- _WHAT TO DO_
Reproduce verbatim the stretch of the records from their first line through the line containing "xmin=431 ymin=38 xmax=722 ymax=404", inclusive of both ends.

- _PROVIDED ENTRIES_

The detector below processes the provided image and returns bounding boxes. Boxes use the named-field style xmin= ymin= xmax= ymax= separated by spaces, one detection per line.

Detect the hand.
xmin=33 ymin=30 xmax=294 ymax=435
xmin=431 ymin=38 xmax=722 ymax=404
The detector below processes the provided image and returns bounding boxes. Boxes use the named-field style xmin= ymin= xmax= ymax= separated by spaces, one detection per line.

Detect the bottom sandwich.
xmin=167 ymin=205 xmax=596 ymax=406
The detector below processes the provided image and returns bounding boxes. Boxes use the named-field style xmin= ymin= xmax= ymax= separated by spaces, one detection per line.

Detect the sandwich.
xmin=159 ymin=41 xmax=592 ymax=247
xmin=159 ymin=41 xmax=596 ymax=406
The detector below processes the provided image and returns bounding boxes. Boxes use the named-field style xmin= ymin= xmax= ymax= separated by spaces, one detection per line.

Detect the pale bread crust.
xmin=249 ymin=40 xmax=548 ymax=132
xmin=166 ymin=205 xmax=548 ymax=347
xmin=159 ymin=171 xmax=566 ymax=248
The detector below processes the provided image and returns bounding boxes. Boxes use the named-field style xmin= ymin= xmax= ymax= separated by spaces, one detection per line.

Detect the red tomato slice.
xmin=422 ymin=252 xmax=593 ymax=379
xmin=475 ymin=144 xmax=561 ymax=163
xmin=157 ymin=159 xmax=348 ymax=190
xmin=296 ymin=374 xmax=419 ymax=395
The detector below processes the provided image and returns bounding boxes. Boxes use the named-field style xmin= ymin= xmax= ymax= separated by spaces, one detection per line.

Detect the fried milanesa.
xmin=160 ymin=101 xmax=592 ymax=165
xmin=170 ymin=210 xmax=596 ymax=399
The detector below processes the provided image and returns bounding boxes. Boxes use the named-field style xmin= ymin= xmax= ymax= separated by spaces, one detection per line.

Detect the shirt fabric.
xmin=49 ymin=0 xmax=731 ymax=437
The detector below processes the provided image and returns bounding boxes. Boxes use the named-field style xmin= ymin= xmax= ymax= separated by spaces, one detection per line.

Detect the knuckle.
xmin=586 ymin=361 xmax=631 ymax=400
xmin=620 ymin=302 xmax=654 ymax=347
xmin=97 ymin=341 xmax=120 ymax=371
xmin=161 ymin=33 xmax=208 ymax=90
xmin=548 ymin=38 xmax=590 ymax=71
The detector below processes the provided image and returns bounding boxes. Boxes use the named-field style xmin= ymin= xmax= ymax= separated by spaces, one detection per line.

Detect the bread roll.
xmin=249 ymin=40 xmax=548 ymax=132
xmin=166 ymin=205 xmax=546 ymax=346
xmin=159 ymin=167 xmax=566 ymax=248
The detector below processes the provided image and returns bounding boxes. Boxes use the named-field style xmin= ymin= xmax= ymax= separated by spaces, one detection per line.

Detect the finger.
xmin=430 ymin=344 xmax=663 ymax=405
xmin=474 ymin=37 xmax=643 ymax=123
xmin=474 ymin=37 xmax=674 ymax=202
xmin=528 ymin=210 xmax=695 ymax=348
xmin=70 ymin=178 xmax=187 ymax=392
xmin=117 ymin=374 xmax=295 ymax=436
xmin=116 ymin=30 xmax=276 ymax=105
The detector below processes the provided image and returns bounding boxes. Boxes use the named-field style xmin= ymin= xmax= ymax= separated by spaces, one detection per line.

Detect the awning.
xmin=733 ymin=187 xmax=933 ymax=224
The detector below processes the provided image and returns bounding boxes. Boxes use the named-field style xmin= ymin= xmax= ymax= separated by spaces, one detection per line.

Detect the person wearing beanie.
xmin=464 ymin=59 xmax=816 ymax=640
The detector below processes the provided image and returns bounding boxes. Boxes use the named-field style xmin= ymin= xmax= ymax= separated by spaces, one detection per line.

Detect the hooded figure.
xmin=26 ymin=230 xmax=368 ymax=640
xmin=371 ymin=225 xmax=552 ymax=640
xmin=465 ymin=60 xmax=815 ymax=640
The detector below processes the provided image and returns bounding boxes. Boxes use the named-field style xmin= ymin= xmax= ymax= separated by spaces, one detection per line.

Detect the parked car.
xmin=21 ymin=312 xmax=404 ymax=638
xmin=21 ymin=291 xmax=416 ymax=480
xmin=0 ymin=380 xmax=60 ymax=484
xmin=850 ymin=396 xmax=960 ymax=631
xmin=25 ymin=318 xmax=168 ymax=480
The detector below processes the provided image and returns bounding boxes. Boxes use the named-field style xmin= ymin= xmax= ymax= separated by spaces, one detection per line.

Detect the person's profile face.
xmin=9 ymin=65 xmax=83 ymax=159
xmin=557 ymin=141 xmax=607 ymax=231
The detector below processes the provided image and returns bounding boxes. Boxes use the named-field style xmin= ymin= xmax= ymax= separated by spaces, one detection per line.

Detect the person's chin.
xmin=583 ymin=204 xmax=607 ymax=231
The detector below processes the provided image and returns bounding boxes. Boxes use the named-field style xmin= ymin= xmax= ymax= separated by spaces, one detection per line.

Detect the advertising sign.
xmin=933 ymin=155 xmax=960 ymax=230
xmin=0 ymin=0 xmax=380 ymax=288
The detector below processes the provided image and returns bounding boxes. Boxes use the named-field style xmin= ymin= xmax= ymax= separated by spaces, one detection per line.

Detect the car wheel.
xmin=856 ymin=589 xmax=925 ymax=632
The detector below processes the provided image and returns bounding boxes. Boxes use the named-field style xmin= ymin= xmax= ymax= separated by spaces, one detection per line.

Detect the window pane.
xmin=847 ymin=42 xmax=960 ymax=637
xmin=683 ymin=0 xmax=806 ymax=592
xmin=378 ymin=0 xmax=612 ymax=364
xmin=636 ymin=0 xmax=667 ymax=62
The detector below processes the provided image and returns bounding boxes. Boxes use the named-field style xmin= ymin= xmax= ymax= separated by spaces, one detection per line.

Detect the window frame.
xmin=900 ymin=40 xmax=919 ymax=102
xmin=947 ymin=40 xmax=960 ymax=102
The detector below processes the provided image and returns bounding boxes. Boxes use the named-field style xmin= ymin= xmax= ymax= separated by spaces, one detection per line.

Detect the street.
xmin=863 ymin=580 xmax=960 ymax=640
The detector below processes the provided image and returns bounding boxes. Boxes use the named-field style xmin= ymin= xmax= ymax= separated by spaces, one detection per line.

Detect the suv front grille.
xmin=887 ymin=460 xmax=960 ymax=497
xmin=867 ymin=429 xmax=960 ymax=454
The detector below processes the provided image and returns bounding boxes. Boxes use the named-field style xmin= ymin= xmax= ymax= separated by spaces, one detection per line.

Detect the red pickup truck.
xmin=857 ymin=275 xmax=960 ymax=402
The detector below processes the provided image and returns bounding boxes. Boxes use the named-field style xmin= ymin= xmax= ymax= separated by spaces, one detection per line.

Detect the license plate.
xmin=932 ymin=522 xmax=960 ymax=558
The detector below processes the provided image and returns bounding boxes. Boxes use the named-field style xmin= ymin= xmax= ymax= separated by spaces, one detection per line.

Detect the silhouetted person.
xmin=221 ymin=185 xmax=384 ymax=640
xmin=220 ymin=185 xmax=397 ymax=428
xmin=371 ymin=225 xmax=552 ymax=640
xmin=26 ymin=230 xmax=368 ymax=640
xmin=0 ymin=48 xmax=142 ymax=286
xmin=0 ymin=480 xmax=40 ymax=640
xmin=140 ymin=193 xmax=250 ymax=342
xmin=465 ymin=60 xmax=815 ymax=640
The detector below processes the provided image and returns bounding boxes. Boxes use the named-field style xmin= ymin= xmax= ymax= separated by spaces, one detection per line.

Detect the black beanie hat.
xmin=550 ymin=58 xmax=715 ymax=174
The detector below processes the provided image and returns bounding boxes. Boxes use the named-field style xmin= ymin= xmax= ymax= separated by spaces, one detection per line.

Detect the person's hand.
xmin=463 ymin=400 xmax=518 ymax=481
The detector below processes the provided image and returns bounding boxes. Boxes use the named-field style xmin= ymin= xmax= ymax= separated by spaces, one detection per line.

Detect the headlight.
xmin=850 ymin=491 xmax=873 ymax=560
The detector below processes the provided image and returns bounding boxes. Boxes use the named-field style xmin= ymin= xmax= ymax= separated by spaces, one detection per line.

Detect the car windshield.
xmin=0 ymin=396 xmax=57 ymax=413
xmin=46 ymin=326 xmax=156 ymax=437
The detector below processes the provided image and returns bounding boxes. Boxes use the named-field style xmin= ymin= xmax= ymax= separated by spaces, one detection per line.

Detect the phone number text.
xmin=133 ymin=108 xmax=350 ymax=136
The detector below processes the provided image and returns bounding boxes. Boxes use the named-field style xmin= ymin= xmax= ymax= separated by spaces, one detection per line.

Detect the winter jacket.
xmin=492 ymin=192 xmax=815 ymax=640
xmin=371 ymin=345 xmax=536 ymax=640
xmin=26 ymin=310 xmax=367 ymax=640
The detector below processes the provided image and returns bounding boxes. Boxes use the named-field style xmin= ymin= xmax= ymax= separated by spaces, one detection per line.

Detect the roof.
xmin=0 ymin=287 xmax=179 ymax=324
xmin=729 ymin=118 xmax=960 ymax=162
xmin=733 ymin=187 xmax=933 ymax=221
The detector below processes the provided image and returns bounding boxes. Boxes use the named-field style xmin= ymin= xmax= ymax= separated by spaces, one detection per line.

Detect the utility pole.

- _RESPONSE TO THIS TASK_
The detector below processes the provided image and returns bounding boxes. Boxes use the named-field style xmin= ymin= xmax= ymax= separated by spaces, one detection per line.

Detect the hand.
xmin=33 ymin=30 xmax=294 ymax=435
xmin=431 ymin=38 xmax=722 ymax=404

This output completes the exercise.